● Your goal: Transcribe every record exactly, omitting none.

[Dataset Boundary: Start]

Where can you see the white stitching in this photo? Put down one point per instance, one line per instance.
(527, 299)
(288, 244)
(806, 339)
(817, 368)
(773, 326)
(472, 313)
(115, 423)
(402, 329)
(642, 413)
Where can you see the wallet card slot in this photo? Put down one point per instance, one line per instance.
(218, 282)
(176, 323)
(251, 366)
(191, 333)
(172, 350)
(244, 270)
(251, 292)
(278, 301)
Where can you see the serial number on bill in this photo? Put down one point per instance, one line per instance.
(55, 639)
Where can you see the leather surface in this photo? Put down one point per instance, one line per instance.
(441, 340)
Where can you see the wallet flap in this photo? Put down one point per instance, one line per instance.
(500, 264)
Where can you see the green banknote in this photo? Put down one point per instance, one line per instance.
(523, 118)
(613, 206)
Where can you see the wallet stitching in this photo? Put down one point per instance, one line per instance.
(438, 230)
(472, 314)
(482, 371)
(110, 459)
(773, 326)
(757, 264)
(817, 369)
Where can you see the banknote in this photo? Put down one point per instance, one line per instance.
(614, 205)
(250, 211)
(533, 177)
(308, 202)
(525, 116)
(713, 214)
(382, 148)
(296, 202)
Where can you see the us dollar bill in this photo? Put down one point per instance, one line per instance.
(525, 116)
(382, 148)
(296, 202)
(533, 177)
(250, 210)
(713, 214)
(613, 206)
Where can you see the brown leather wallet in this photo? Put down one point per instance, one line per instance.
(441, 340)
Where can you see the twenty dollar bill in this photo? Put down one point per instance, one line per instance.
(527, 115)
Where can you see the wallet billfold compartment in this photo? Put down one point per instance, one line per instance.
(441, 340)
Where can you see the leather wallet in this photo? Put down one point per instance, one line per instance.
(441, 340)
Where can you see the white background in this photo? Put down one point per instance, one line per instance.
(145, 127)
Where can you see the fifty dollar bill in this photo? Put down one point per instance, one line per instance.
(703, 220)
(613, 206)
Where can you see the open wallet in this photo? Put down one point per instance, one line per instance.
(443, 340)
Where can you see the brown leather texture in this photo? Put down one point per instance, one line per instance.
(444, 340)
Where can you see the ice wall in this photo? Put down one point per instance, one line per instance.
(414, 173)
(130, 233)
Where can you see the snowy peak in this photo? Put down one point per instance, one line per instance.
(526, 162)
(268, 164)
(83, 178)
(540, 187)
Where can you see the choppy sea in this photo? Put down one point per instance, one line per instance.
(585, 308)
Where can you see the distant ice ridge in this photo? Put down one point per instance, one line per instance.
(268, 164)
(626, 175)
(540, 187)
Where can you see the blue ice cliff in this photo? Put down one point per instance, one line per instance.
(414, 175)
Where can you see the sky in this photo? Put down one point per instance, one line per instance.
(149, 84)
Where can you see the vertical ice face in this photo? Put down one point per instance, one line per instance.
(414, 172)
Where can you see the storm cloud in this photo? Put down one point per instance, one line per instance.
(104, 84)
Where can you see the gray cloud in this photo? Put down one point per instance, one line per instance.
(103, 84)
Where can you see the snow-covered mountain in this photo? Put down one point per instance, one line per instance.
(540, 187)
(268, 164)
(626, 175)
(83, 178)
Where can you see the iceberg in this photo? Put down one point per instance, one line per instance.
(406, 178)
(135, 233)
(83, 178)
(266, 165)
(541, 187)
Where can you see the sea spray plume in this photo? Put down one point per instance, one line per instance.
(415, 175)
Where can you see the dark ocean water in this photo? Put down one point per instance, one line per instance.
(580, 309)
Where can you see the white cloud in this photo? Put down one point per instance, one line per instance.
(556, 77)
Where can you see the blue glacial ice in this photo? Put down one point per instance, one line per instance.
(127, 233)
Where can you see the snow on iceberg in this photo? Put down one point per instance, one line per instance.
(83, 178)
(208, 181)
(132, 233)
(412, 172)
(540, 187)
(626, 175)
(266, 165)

[Dataset Boundary: End]

● Task response:
Where can you see the white stitching in this photo? Put down one point per instance, one line per instance.
(527, 299)
(288, 244)
(806, 339)
(817, 368)
(773, 326)
(472, 313)
(115, 423)
(402, 329)
(642, 413)
Where can you see the wallet card slot in this photo? Put down one point per instance, one line per instance.
(218, 282)
(176, 323)
(251, 366)
(191, 333)
(172, 350)
(244, 270)
(251, 292)
(278, 301)
Where can you see the serial number on bill in this photo? Put down one point per instance, one line per instance.
(55, 639)
Where can you see the leather surface in this photo? Put down one point per instance, one line per instance.
(441, 340)
Where can you see the wallet flap in this photo? Put down one point per instance, one line per instance.
(500, 264)
Where can you see the green banknote in this photo? Put down one point per instance, one line per instance.
(523, 118)
(613, 206)
Where can you see the wallet stitching in this photo? Put down one point per instance, one line per instance.
(438, 230)
(472, 314)
(482, 371)
(110, 459)
(773, 326)
(757, 264)
(817, 369)
Where can you see the banknote in this photo? Put down one point per instance, one line per instance.
(614, 205)
(250, 211)
(533, 177)
(308, 202)
(525, 116)
(713, 214)
(382, 148)
(296, 202)
Where can you see the us dollar bill in this photo? Put down one point per instance, one line per instance.
(525, 116)
(382, 148)
(296, 202)
(533, 177)
(250, 210)
(713, 214)
(613, 206)
Where can you see the brown leather wallet in this photo? Put down one point per instance, one line per instance.
(441, 340)
Where can you see the twenty dollar bill in this photo? Put down one point per instance, one line per instance.
(527, 115)
Where can you see the wallet billfold compartment in this photo? Put down one point per instance, one line per instance.
(441, 340)
Where can you see the leather wallet in this photo? Put down one point per instance, one line per instance.
(441, 340)
Where can you see the white background in this photo? Put down one point per instance, one line per instance.
(145, 127)
Where can you see the fifty dollar bill in this photo? Put down one point per instance, one line per instance.
(703, 220)
(613, 206)
Where can you see the open wallet in this photo? Put down one point per instance, one line per instance.
(443, 340)
Where can you see the brown leather texture in this photo? Put down one point per instance, one line per instance.
(444, 340)
Where can you see the ice wall in this photo? Put down one point per instance, one line per instance.
(414, 173)
(130, 233)
Where can you see the snowy peak in this photo? Put down one point per instance, one line per instance.
(526, 162)
(268, 164)
(83, 178)
(540, 187)
Where can you see the choppy sea in this photo? Put down one point per instance, one line per instance.
(585, 308)
Where can you see the distant ice ridge in this photo? Put down one point per instance, one line per instance.
(268, 164)
(626, 175)
(540, 187)
Where can you see the blue ice cliff in this photo? Put down one point per instance, one line per instance.
(414, 175)
Where can you see the sky in this photo? Put down one point per instance, one line per instance.
(149, 84)
Where can you see the vertical ice face in this photo? Put down one point per instance, one line per instance.
(414, 172)
Where can you see the storm cloud in this photo? Put down one point per instance, one line per instance.
(104, 84)
Where can you see the gray cloud in this photo? Put down one point per instance, one line per instance.
(103, 84)
Where can you see the snow-covered mountain in this photo? Put down one point per instance, one line per instance.
(540, 187)
(268, 164)
(626, 175)
(83, 178)
Where can you see the iceberg in this photo? Put down one point per instance, one line per instance.
(406, 178)
(135, 233)
(83, 178)
(266, 165)
(541, 187)
Where can you see the sea spray plume in this photo? Put down one point per instance, one line per instance.
(415, 175)
Where can you see the dark ocean water in this photo? Put down one point per instance, one line per instance.
(580, 309)
Where can you see the white cloud in this photo? Put down one point per instance, one line per instance.
(556, 77)
Where can you see the blue glacial ice in this photo? Put down one point per instance, one line per instance.
(127, 233)
Where can you see the snow on iceberg in this photo? Put down one point per instance, one line per instance.
(83, 178)
(208, 181)
(132, 233)
(412, 172)
(540, 187)
(626, 175)
(266, 165)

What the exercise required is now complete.